# [TEXT SEGMENT]

Space: the Final Frontier – a story of MySQL Compression

Space: the final fontier.

Space, as in disk space, that is, was the driving factor behind a recent data compression project I worked on, along with a whole host of individuals and teams at Constant Contact.

Due to ongoing data growth, my team was tasked with finding the best option for compressing data within the Contacts environment.

Here are some of the things we had to consider:

  1. The conscious decision to scale the application horizontally.
  2. Limitations imposed by the original rules that split the data out at the load balancer.
  3. Internal constraints on disk type (SSD) and the amount of available space.

The infrastructure limitations were:

  1. Compression was okay in MySQL 5.5 , but 5.6 had more monitoring built in (and we were far behind on the upgrade path)
  2. Continuent’s Tungsten 2.0 only worked with MySQL 5.6 — MySQL changed CRC checks and the format for Binary logging in 5.6 which is not compatible with the older version of Tungsten.

We decided on a solution that required us to update the following related technologies and products:

  1. JDBC Driver
  2. Replication software (Tungsten to 2.0)
  3. SSD Drivers

Here’s a closer look at the takeaways from our data compression project:

Data type inventory

In order to determine what impact  compression was going to have on the amount of space used by the application, we had to inventory the data types in use. We used a mixture of “procedure analyze” along with a variation on the simple SQL below to inventory the database.

Using MySQL “procedure analyze” it was a simple dynamic concat SQL statement built on information_schema columns to get the basic framework for the data length with representative values reflecting actual production values.

The basic way to inventory and evaluate your data is:

select column_name from table_name PROCEDURE ANALYSE();
SELECT table_name, data_type, COUNT(column_name)
FROM information_schema.COLUMNS<br />WHERE table_schema ='&lt;schema_name&gt;'
GROUP BY table_name,data_type;

Numerical data and timestamp’s wouldn’t benefit from compression and we wanted to see for ourselves what varchar and other character based data types would perform like on the servers. We had bigint, binary, decimal, enum, date, datetime, varchar, and text fields. Testing revealed that most of the data could be compressed; we also decided to make datatypes  that weren’t as efficient for compression dynamic.

Here is a good explanation of compressed versus dynamic versus compact.

Determining a compression schema

At the time of this project there were two compression methods available to us: MySQL Compression and the Tokutek compression engine.

Tokutek

When we evaluated the Tokutek engine, we were running MySQL 5.5.17 on CentOS using HugePages, with about 30G of data split 50/50 between data and indexes. Tokutek at the time wasn’t able to work with HugePages turned on and it required a special backup/snapshot for the data. We didn’t have the file systems tested for either of these conditions. The Tokutek engine wasn’t incorporated into the package as it is now with MariaDB, and when we turned it on it made a land grab for memory above and beyond the pages dedicated to MySQL.

Testing uncovered that the push down of the changes through its index meant that a series of “optimize table” after several “alter table add/drop columns” caused the MySQL daemon to crash due to the rate of change.

# [SUPPLIED DATA]

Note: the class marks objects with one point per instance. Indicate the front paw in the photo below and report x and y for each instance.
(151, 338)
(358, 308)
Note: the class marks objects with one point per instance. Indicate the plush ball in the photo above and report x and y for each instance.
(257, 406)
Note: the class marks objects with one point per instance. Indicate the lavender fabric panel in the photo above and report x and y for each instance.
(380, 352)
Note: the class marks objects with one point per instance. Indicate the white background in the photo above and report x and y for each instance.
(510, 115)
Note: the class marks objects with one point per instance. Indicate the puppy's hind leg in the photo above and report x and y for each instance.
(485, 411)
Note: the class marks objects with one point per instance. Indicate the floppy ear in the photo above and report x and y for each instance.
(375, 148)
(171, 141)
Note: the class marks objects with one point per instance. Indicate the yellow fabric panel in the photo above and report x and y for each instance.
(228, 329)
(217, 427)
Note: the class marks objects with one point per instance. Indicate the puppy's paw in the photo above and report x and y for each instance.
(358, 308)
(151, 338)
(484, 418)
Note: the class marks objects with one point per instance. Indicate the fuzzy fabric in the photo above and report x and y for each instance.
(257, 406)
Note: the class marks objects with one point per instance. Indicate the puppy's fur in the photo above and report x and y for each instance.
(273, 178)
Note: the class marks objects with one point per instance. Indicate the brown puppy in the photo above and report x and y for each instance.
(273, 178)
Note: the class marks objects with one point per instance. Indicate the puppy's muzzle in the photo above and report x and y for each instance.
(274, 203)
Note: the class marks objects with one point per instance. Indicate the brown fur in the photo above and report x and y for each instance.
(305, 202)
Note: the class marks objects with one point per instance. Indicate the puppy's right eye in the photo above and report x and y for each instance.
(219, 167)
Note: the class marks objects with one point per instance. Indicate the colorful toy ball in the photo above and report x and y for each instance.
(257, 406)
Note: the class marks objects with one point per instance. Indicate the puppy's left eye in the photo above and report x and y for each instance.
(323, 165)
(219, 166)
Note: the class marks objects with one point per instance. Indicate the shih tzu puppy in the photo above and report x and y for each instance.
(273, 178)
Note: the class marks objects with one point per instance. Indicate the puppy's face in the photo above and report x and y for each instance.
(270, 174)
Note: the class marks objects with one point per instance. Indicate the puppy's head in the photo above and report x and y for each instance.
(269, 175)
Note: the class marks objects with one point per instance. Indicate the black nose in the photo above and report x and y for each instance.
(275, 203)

# [DIRECTIVES]
A – Put this sentence from the MySQL compression story into Spanish: "Due to ongoing data growth, my team was tasked with finding the best option for compressing data within the Contacts environment."
B – Carry the MySQL compression story on from its last sentence.
None of the entries is needed here.

# [ANSWERS TO THE EXERCISES]
A – Debido al crecimiento continuo de los datos, a mi equipo se le encargó encontrar la mejor opción para comprimir los datos dentro del entorno de Contacts.

B –
Upon discovering this, the team re-coded so that buffering went less to memory and more to disk. We worked very closely with Tokutek’s Tim Callahan, who was always available to us during the testing and investigation phases of the project. It’s always best to confirm what the current state is with a vendor early in the process.

Why didn’t we go to MariaDB?

Even though MariaDB is plug-and-play, and has lots of features that are desirable down the road, there were too many unknowns. That, along with the amount of Puppet work we’d have to do for our environment made it unlikely we could implement it in the established timeline we were working with. We needed to keep most of the changes monitored and as manageable as possible, and therefore we ruled out MariaDB.

Preparing for compression

Here is how we prepared for compression in MySQL 5.6:

  1. Make sure innodb_file_per_table is ON (In my.cnf).
  2. Make sure innodb_file_format and innodb_file_format_max is Barracuda (Set currently to Antelope in 5.5 by default).
  3. Run tests in lower environments with as much real production data as possible. (That is a lesson learned as you will see below when we got to Production).
alter table &lt;table_name&gt;
ROW_FORMAT=COMPACT KEY_BLOCK_SIZE=8;
  • We chose 8192 as reading up on it showed the default was mainly useful.
  • Our OS is 4K block formatted by default so that also drove the decision to keep it to 2 reads per MySQL page per compression/un-compression instead of 4.
  • In our testing we did not find that a larger key block size was not necessary as we did not encounter any page failures.
  • And we have innodb_strict_mode set OFF.

Here is a good discussion of how to choose the right methods for your environment.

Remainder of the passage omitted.